### DATASET ROWS ###
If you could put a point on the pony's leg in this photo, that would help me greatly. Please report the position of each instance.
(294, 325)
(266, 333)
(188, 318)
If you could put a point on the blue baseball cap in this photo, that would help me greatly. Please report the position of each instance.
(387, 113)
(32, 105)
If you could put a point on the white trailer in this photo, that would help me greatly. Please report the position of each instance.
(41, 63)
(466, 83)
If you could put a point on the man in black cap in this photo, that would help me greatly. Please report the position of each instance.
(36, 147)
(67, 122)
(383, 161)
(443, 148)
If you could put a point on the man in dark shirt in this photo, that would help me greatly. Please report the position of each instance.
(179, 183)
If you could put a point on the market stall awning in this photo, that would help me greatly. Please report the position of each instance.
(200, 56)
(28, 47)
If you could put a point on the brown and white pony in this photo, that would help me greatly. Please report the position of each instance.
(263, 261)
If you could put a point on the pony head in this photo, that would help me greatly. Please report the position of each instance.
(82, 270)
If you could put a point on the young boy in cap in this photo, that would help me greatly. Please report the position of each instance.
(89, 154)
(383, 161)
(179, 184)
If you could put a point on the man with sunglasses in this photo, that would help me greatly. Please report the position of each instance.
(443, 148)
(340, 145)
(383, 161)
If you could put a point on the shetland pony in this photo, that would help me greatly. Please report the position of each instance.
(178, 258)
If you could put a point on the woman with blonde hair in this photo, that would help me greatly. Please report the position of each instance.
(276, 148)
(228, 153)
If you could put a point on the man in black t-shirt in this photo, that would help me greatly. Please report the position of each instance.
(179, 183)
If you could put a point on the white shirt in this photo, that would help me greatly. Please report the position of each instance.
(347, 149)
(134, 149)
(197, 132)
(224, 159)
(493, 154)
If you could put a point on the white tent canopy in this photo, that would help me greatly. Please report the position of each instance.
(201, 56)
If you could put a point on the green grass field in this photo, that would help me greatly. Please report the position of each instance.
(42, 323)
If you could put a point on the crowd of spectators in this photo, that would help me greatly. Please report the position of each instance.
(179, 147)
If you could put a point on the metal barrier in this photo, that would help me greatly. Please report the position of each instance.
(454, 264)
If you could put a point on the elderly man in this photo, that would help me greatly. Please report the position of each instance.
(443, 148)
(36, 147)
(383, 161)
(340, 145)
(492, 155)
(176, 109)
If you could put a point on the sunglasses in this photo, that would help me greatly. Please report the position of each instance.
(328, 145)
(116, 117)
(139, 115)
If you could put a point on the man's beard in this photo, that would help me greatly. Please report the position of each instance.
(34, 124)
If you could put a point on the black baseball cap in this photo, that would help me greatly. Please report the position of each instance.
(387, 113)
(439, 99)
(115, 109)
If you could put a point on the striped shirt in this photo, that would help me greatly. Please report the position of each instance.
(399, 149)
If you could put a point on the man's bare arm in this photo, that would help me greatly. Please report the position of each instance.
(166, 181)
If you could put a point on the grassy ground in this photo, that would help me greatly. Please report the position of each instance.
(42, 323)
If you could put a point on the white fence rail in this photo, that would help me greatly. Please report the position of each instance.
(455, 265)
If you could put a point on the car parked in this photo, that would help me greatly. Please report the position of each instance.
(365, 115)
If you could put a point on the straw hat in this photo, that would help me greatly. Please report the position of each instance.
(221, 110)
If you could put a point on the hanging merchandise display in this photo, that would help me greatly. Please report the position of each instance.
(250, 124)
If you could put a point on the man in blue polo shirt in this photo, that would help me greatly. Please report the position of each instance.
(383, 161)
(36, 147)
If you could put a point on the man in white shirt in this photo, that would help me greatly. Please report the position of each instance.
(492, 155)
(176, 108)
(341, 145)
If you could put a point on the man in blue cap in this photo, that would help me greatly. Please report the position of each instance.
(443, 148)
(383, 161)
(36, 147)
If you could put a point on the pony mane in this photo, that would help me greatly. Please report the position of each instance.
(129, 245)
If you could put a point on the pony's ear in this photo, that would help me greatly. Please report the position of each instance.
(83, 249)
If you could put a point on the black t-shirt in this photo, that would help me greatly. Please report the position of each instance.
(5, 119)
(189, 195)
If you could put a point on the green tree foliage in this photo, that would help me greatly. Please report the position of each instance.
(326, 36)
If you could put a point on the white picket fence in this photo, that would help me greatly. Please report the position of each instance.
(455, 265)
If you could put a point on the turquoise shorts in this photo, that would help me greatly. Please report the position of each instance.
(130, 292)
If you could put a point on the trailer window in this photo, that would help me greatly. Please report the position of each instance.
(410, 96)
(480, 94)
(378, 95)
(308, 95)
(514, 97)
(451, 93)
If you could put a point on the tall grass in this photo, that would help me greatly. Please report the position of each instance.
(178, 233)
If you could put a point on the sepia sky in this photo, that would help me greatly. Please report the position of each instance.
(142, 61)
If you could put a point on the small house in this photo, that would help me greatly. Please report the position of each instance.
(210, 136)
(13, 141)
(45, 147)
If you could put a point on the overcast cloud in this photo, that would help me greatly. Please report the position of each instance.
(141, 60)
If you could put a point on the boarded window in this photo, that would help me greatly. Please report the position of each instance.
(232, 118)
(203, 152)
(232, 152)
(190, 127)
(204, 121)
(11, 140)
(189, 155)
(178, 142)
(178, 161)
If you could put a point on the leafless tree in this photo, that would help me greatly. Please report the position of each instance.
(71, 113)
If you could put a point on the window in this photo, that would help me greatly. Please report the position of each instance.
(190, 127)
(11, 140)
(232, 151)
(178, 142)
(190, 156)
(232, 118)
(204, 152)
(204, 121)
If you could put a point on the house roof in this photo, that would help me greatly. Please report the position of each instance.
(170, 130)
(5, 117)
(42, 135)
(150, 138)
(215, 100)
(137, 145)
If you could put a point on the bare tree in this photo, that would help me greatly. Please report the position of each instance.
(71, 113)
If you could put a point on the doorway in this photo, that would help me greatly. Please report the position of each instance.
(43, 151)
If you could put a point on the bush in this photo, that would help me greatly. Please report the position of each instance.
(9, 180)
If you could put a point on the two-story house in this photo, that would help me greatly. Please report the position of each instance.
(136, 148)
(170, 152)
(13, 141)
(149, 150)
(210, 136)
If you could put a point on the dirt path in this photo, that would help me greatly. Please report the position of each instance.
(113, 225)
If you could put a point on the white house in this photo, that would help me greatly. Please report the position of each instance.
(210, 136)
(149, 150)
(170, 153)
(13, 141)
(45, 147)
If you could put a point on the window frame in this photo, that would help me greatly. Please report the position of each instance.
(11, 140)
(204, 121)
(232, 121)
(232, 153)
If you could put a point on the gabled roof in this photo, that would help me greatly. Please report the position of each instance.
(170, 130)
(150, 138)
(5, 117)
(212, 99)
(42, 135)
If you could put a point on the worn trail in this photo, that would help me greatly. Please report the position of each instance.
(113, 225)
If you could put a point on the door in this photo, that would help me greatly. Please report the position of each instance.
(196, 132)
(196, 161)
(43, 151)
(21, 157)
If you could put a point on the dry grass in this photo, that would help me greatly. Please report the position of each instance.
###
TASK DIRECTIONS: Please restate the records in full, word for word.

OUTPUT FOR THIS TASK:
If you could put a point on the pony's leg in this photo, that would help me greatly. Please report the position of each instance.
(294, 325)
(266, 333)
(188, 318)
If you could put a point on the blue baseball cap in this photo, that would help me greatly. Please report the position of each instance.
(387, 113)
(32, 105)
If you could put a point on the white trailer in this photo, that would help me greatly. Please report the position of each instance.
(41, 63)
(466, 83)
If you could put a point on the man in black cap in this photo, that would help me greatly. Please report the position of each instance.
(36, 147)
(67, 122)
(383, 161)
(443, 148)
If you could put a point on the man in dark shirt in this photo, that would help me greatly. Please report the position of each instance.
(179, 183)
If you could put a point on the market stall awning in this photo, that would help me greatly. Please report the position of each instance.
(200, 56)
(28, 47)
If you could put a point on the brown and white pony in this photo, that would help me greatly. Please report the position of each instance.
(263, 261)
If you could put a point on the pony head in this photo, that would help me greatly. Please report the position of each instance.
(82, 270)
If you could put a point on the young boy in cap in this photo, that would help me greatly. Please report the position of each instance.
(89, 154)
(383, 161)
(179, 184)
If you could put a point on the man with sunglasses in this photo, that would help me greatly. Please report the position of each instance.
(443, 148)
(340, 145)
(383, 161)
If you could put a point on the shetland pony in this photo, that would help me greatly. Please report the position of each instance.
(178, 258)
If you could put a point on the woman with blonde hair in this photo, that would help me greatly. Please report the position of each instance.
(276, 148)
(228, 153)
If you could put a point on the man in black t-shirt in this photo, that would help me greatly. Please report the position of each instance.
(179, 183)
If you could put a point on the white shirt in this photo, that would help me greatly. Please report the position of each instance.
(347, 149)
(134, 149)
(197, 132)
(224, 159)
(493, 154)
If you could put a point on the white tent canopy in this photo, that would help me greatly. Please report the position of each instance.
(201, 56)
If you could put a point on the green grass field in this photo, that would help me greatly. Please report the position of each instance.
(42, 323)
If you could put a point on the crowd of spectators in this photo, that would help me greatly. Please report the position of each instance.
(179, 147)
If you could put a point on the metal barrier in this photo, that would help me greatly. Please report the position of each instance.
(454, 264)
If you could put a point on the elderly man in this photo, that would help me greatly. Please report the position of each instance.
(443, 148)
(36, 147)
(383, 161)
(340, 145)
(492, 155)
(176, 109)
If you could put a point on the sunglasses in this photo, that would help me greatly. Please report the position of each instance.
(328, 145)
(116, 117)
(139, 115)
If you could put a point on the man's beard in this photo, that would help me greatly. Please report the position of each instance.
(34, 124)
If you could put a point on the black baseball cap in this photo, that would help me greatly. Please report the position of each instance.
(387, 113)
(439, 99)
(115, 109)
If you could put a point on the striped shirt in this photo, that would help me greatly. Please report the position of each instance.
(399, 149)
If you could put a point on the man's bare arm in this photo, that would help me greatly. Please report the position of each instance.
(166, 181)
If you could put a point on the grassy ground in this photo, that would help me greatly. Please report the position of each instance.
(42, 323)
If you could put a point on the white fence rail in this photo, that would help me greatly. Please report the position of each instance.
(455, 265)
If you could put a point on the car parked in this photo, that would help me greatly. Please report the position of each instance.
(365, 115)
If you could put a point on the straw hat in this photo, that would help me greatly. Please report the position of each instance.
(221, 110)
If you could put a point on the hanging merchandise display in this photo, that would help me greatly. Please report the position of each instance.
(250, 124)
If you could put a point on the man in blue polo shirt in this photo, that would help me greatly. Please report the position of each instance.
(383, 161)
(36, 147)
If you could put a point on the man in white shirt in this photo, that would help me greatly. Please report the position of each instance.
(492, 155)
(176, 108)
(341, 145)
If you could put a point on the man in blue cap in this photo, that would help me greatly. Please report the position of each instance.
(443, 148)
(383, 161)
(36, 147)
If you could put a point on the pony mane in this photo, that would help me greatly. Please report the position of each instance.
(129, 245)
If you could put a point on the pony's ear in this photo, that would help me greatly. Please report the position of each instance.
(83, 249)
If you could put a point on the black t-shirt in this photo, that would help me greatly. Please report the position of each instance.
(5, 119)
(189, 195)
If you could put a point on the green tree foliage in this photo, that would help me greatly. Please report the position of each instance.
(326, 36)
If you could put a point on the white picket fence in this photo, that would help me greatly. Please report the position of each instance.
(455, 265)
If you could put a point on the turquoise shorts in this photo, that would help me greatly. Please report the position of each instance.
(130, 292)
If you could put a point on the trailer window in this photo, that would help me greatly. Please report the position of each instance.
(410, 96)
(480, 94)
(378, 95)
(308, 95)
(514, 97)
(451, 93)
If you could put a point on the tall grass in this photo, that would help me greatly. Please report the position of each instance.
(178, 233)
If you could put a point on the sepia sky in this photo, that would help me greatly. Please report the position of each instance.
(142, 61)
If you could put a point on the small house in this photo, that would help me greatly. Please report the position of each instance.
(210, 136)
(13, 141)
(45, 147)
If you could put a point on the overcast cloud in this photo, that would help me greatly. Please report the position of each instance.
(141, 60)
If you could put a point on the boarded window in this photo, that would help me greatly. Please report the position of each instance.
(232, 118)
(203, 152)
(232, 152)
(190, 127)
(204, 121)
(11, 140)
(189, 155)
(178, 142)
(178, 161)
If you could put a point on the leafless tree in this photo, that would help me greatly. Please report the position of each instance.
(71, 113)
If you could put a point on the window in this photo, that would help me greatly. Please report the position of each instance.
(190, 127)
(11, 140)
(232, 151)
(178, 142)
(190, 156)
(232, 118)
(204, 152)
(204, 121)
If you could put a point on the house roof in this photo, that would help me greatly. Please report the position of each instance.
(170, 130)
(5, 117)
(42, 135)
(150, 138)
(215, 100)
(137, 145)
If you could put a point on the bare tree in this photo, that would help me greatly. Please report the position of each instance.
(71, 113)
If you could put a point on the doorway in this photo, that would help me greatly. Please report the position of each instance.
(43, 151)
If you could put a point on the bush in this photo, that would help me greatly. Please report the position of each instance.
(9, 180)
If you could put a point on the two-story house in this photo, that would help me greatly. Please report the position of each instance.
(136, 148)
(170, 152)
(13, 141)
(149, 150)
(210, 136)
If you could put a point on the dirt path in this photo, that would help me greatly. Please report the position of each instance.
(113, 225)
If you could put a point on the white house in this photo, that would help me greatly. Please report the position of each instance.
(210, 136)
(149, 150)
(170, 153)
(13, 141)
(45, 147)
If you could put a point on the window frame in this photo, that would help me greatly. Please report the position of each instance.
(11, 140)
(204, 121)
(232, 121)
(232, 153)
If you could put a point on the gabled roof in this photo, that would help me greatly. Please report the position of each instance.
(170, 130)
(150, 138)
(5, 117)
(212, 99)
(42, 135)
If you could put a point on the worn trail in this photo, that would help me greatly. Please report the position of each instance.
(113, 225)
If you could put a point on the door in this photo, that would help me greatly. Please report the position of each instance.
(196, 132)
(196, 161)
(43, 151)
(21, 157)
If you could put a point on the dry grass in this photo, that would help me greatly. Please report the position of each instance.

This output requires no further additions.